- [Document segment]
========================

I’ve been sitting with them ever since.
These days P. likes to embarrass me by introducing me to people as “their star pupil”, when, really, the truth is that they – alongside the rabbis and my fellow J-Preppies – have been star teachers; have been people I have learned and continue to learn so, so much from. I have been exceptionally fortunate to have been befriended by long-standing members of the congregation as well as newbie J-Prep students, allowing me to not only stand on the sidelines, but to feel genuinely part of the congregation and synagogue life. A true blessing.
This past year has been a big year of learning, of spiritual growth and understanding, yet at the same time I firmly maintain that my Jewish journey did not start with the J-Prep course, nor will it end with it. Certainly, this year has been different to any other year, and my life has been truly enriched by it, but rather than seeing the meeting with the Beit Din and the formal conversion as the end goal, I feel that it marks the end of the beginning of my Jewish journey.
I came to the J-Prep course having never lit Shabbat candles, never made Kiddush, never affixed a mezuzah and so forth; I had a very bookish understanding of what Judaism is. I now feel that I have much deeper insight into what it really means to be Jewish, and have discovered that the things I had connected with prior to J-Prep; my faith in the one true God, the Torah as a religious compass and so on – all the things that had brought me to the J-Prep course in the first place – have held true for me and haven’t changed. But, I now also know and appreciate that Judaism offers so much more on top of that. I have discovered that many of the core principles of Judaism hold the same moral values as those passed down to me by my parents; the pursuit of justice, championing democracy, being generous to those less fortunate and being open to those different to myself.

========================

- [Supplied information]
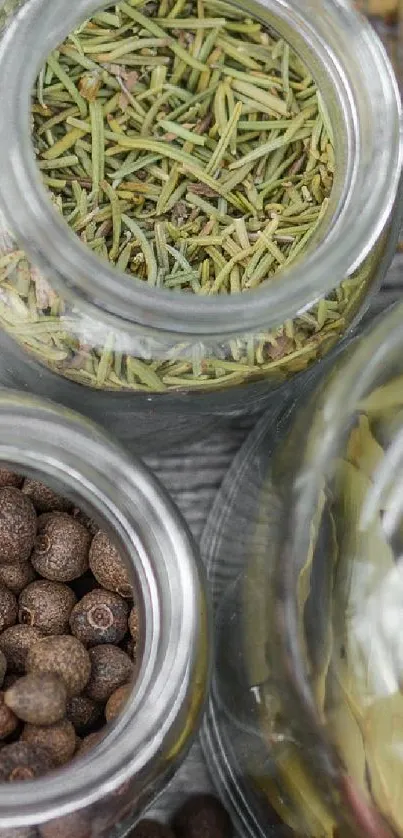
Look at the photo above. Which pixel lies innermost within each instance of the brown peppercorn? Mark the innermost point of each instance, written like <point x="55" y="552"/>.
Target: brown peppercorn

========================

- [Stated exercise] Can you copy the part of the J-Prep essay above that begins at "These days P." and stops after "A true blessing.", word for word?

- [Output for this exercise]
These days P. likes to embarrass me by introducing me to people as “their star pupil”, when, really, the truth is that they – alongside the rabbis and my fellow J-Preppies – have been star teachers; have been people I have learned and continue to learn so, so much from. I have been exceptionally fortunate to have been befriended by long-standing members of the congregation as well as newbie J-Prep students, allowing me to not only stand on the sidelines, but to feel genuinely part of the congregation and synagogue life. A true blessing.